The support of the joint density function f_{X,Y}(x,y) is the unbounded lower triangle in the xy-plane (see the shaded region in green in the figure below).

Figure 1

The unbounded green region consists of vertical lines: for each x>0, y ranges from 0 to x (the red vertical line in the figure below is one such line).

Figure 2

For each point (x,y) in each vertical line, we assign a density value f_{X,Y}(x,y) which is a positive number. Taken together these density values sum to 1.0 and describe the behavior of the variables X and Y across the green region. If a realized value of X is x, then the conditional density function of Y \lvert X=x is:

    \displaystyle f_{Y \lvert X=x}(y \lvert x)=\frac{f_{X,Y}(x,y)}{f_X(x)}

Thus we have f_{X,Y}(x,y) = f_{Y \lvert X=x}(y \lvert x) \times f_X(x). In our problem at hand, the joint density function is:

    \displaystyle \begin{aligned} f_{X,Y}(x,y)&=f_{Y \lvert X=x}(y \lvert x) \times f_X(x) \\&=\frac{1}{x} \times \alpha^2 \ x \ e^{-\alpha x} \\&=\alpha^2 \ e^{-\alpha x}  \end{aligned}

As indicated above, the support of f_{X,Y}(x,y) is the region x>0 and 0<y<x (the region shaded green in the above figures).

Problem A-2

The unconditional density function of X is f_X(x)=\alpha^2 \ x \ e^{-\alpha x} (given above in the problem) is the density function of the sum of two independent exponential variables with the common density f(x)=\alpha e^{-\alpha x} (see this blog post for the derivation using convolution method). Since X is the independent sum of two identical exponential distributions, the mean and variance of X is twice that of the same item of the exponential distribution. We have:

    \displaystyle E(X)=\frac{2}{\alpha}

    \displaystyle Var(X)=\frac{2}{\alpha^2}

Problem A-3

To find the marginal density of Y, for each applicable y, we need to sum out the x. According to the following figure, for each y, we sum out all x values in a horizontal line such that y<x<\infty (see the blue horizontal line).

_____

(Challenge 1) In the probability extract, why are the mean and variance of X twice those of the exponential distribution?

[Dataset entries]
_____

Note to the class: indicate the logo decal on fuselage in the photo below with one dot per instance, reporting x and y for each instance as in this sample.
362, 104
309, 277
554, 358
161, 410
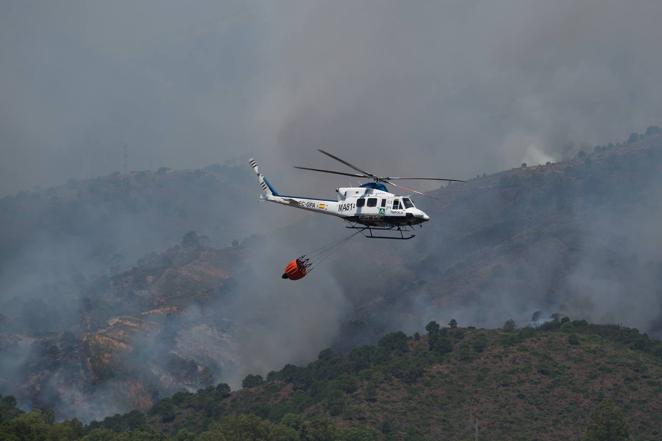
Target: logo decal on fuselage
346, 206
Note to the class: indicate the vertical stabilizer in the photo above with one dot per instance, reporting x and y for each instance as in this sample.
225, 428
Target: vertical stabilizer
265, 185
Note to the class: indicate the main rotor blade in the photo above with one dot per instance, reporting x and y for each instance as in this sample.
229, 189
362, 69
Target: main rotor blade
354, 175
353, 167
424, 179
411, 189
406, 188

_____

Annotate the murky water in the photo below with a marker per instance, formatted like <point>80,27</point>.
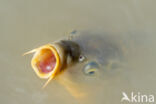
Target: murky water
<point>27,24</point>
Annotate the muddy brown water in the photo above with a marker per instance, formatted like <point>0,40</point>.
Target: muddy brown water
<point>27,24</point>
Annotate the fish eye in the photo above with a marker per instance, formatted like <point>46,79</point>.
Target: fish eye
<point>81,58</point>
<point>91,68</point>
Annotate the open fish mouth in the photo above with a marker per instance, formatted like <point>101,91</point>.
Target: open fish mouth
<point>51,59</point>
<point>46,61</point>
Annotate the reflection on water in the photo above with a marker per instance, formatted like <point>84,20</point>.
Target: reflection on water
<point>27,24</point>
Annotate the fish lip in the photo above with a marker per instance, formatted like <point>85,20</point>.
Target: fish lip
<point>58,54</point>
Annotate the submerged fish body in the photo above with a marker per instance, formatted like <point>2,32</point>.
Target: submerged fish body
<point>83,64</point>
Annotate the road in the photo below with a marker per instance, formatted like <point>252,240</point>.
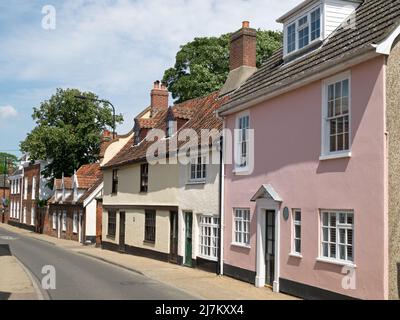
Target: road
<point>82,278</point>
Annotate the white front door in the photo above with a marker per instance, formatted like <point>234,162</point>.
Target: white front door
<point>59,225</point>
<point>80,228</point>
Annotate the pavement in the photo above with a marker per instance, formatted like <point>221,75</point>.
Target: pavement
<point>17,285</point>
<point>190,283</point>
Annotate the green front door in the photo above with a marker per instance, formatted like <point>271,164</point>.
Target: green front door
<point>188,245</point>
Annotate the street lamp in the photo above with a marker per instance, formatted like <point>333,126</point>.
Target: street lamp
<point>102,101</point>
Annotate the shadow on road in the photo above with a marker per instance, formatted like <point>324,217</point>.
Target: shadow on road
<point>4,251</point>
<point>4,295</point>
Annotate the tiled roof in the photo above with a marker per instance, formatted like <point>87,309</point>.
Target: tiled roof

_____

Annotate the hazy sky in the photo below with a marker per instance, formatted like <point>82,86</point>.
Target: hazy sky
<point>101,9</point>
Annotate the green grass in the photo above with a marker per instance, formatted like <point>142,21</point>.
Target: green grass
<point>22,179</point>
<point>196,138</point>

_____

(Challenge 2) Lay out the dataset entries as a JSON list of strings, one per line, starting at the line that contains "Annotate the fish lip" and ending at the line that contains "<point>80,228</point>", with both of those lines included. Skip blank lines and leave out the pictures.

(Problem solution 1) The probability extract says that X is the independent sum of two identical exponential distributions, each with density f(x)=αe^{-αx}. For that reason its mean and variance are twice those of a single such exponential distribution, which gives E(X)=2/α and Var(X)=2/α².

(Problem solution 2)
[
  "Annotate the fish lip in the photo above with a marker per instance, formatted like <point>85,20</point>.",
  "Target: fish lip",
  "<point>58,54</point>",
  "Annotate the submerged fish body in the photo above with a marker per instance, formatted like <point>2,32</point>.",
  "Target: submerged fish body",
  "<point>83,64</point>",
  "Annotate the road in the photo below with a marker per instance, formatted like <point>252,240</point>.",
  "Target: road",
  "<point>82,278</point>",
  "Annotate the white front door in the photo above with a marker per instance, formatted like <point>234,162</point>.",
  "Target: white front door",
  "<point>59,225</point>",
  "<point>80,228</point>"
]